- EXERCISE INSTRUCTIONS: Could you write out every line of the material below, character for character, without changing anything?

- DATA SUPPLIED:
::::::::::

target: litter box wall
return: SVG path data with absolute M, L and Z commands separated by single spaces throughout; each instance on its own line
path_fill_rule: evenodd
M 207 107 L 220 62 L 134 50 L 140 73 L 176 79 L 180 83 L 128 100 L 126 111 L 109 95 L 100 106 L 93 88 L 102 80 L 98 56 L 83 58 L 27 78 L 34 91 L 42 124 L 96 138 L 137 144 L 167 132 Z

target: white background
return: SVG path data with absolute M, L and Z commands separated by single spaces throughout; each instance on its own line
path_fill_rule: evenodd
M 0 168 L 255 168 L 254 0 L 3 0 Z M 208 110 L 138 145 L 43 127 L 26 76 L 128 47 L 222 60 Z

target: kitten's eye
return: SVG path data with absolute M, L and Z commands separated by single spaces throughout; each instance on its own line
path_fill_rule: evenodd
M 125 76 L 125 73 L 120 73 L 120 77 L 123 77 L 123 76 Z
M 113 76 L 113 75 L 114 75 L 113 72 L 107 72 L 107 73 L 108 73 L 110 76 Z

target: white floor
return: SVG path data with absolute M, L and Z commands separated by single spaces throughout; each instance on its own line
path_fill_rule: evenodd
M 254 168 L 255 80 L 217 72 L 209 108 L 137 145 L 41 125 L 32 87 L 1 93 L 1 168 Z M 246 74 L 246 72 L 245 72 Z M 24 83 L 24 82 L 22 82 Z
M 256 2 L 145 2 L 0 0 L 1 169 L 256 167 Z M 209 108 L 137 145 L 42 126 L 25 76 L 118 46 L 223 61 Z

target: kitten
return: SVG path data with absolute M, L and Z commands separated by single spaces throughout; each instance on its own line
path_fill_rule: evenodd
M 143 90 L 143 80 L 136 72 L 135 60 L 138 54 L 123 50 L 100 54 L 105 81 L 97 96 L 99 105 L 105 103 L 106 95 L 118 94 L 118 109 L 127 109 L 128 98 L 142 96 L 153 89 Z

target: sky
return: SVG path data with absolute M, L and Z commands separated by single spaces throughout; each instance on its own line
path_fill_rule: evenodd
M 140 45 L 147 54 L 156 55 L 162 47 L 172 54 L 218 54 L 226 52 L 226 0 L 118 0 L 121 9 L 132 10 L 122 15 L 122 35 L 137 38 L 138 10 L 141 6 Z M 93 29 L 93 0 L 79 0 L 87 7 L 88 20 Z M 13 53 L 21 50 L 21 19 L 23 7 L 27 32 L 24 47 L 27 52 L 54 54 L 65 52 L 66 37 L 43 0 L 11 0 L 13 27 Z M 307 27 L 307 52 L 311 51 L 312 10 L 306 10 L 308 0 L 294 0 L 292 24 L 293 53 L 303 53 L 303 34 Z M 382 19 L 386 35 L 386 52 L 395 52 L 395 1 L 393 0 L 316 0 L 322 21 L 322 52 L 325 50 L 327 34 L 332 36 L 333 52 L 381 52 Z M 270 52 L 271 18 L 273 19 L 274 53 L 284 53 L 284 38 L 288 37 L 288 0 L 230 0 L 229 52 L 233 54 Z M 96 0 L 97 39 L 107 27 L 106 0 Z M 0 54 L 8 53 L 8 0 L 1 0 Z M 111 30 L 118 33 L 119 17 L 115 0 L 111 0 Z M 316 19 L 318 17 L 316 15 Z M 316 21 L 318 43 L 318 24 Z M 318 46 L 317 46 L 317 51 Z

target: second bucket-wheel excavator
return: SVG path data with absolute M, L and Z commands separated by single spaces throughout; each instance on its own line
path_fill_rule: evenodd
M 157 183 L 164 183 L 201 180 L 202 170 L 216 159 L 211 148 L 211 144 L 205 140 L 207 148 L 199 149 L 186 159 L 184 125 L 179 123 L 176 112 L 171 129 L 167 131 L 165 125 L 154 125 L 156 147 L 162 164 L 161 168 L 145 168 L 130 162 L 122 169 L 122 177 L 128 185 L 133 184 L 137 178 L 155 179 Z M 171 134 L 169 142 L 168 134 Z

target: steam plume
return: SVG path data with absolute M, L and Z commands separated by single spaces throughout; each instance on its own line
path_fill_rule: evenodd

::::::::::

- RIGHT ANSWER:
target: litter box wall
return: SVG path data with absolute M, L and Z commands separated by single spaces throughout; each instance on its own line
path_fill_rule: evenodd
M 207 107 L 220 62 L 134 50 L 140 73 L 176 79 L 180 83 L 128 100 L 126 111 L 109 95 L 100 106 L 93 88 L 102 80 L 98 56 L 83 58 L 27 78 L 34 91 L 42 124 L 96 138 L 137 144 L 167 132 Z

target: white background
return: SVG path data with absolute M, L and Z commands separated by single spaces throughout; each instance on its own line
path_fill_rule: evenodd
M 0 168 L 255 168 L 254 0 L 3 0 Z M 208 110 L 138 145 L 43 127 L 26 76 L 128 47 L 222 60 Z

target: kitten's eye
return: SVG path data with absolute M, L and Z commands separated by single spaces throughout; each instance on its own line
path_fill_rule: evenodd
M 125 76 L 125 73 L 120 73 L 120 77 L 123 77 L 123 76 Z
M 113 76 L 113 75 L 114 75 L 113 72 L 107 72 L 107 73 L 108 73 L 110 76 Z

target: white floor
return: SVG path data with absolute M, L and Z commands separated by single spaces throughout; each instance on its own line
path_fill_rule: evenodd
M 254 168 L 255 80 L 217 72 L 209 108 L 137 145 L 41 125 L 32 87 L 1 93 L 1 168 Z M 246 74 L 246 72 L 245 72 Z M 24 83 L 24 82 L 22 82 Z
M 256 2 L 145 2 L 0 0 L 1 169 L 256 167 Z M 209 108 L 137 145 L 42 126 L 25 76 L 118 46 L 223 61 Z

target: kitten
return: SVG path data with absolute M, L and Z commands separated by single spaces throughout; each instance on its own line
path_fill_rule: evenodd
M 143 90 L 143 80 L 136 72 L 135 60 L 138 54 L 123 50 L 100 54 L 105 81 L 97 96 L 99 105 L 105 103 L 106 95 L 118 94 L 118 109 L 127 109 L 128 98 L 142 96 L 153 89 Z

target: sky
return: SVG path data with absolute M, L and Z commands separated by single spaces throughout; each instance on its own line
path_fill_rule: evenodd
M 140 45 L 147 54 L 156 55 L 162 47 L 172 54 L 218 54 L 226 52 L 226 0 L 118 0 L 121 9 L 132 10 L 122 15 L 122 35 L 137 38 L 138 10 L 141 6 Z M 93 29 L 93 0 L 79 0 L 87 7 L 88 20 Z M 13 53 L 21 50 L 21 19 L 23 7 L 27 32 L 24 47 L 27 52 L 54 54 L 65 52 L 66 37 L 43 0 L 11 0 L 13 27 Z M 307 27 L 307 52 L 311 51 L 312 10 L 306 10 L 308 0 L 294 0 L 292 24 L 293 53 L 303 53 L 303 34 Z M 382 19 L 386 35 L 386 52 L 395 52 L 395 1 L 393 0 L 316 0 L 322 21 L 322 52 L 325 50 L 327 34 L 332 36 L 333 52 L 381 52 Z M 270 52 L 271 18 L 273 19 L 274 53 L 284 53 L 284 38 L 288 37 L 288 0 L 230 0 L 229 52 L 233 54 Z M 96 0 L 97 39 L 107 27 L 106 0 Z M 0 54 L 8 53 L 8 0 L 1 0 Z M 111 30 L 118 33 L 119 17 L 115 0 L 111 0 Z M 316 19 L 318 17 L 316 15 Z M 316 21 L 318 43 L 318 24 Z M 318 46 L 317 46 L 317 51 Z

target: second bucket-wheel excavator
return: SVG path data with absolute M, L and Z commands separated by single spaces throughout; each instance on its own line
path_fill_rule: evenodd
M 157 183 L 164 183 L 201 180 L 202 170 L 216 159 L 211 148 L 211 144 L 205 140 L 207 148 L 199 149 L 186 159 L 184 125 L 179 123 L 176 112 L 171 129 L 167 131 L 165 125 L 154 125 L 156 147 L 162 164 L 161 168 L 145 168 L 130 162 L 122 169 L 122 177 L 128 185 L 133 184 L 137 178 L 155 179 Z M 171 134 L 169 142 L 168 134 Z

target: steam plume
return: SVG path data with absolute M, L and Z commands separated by single spaces throughout; each instance on its own line
path_fill_rule: evenodd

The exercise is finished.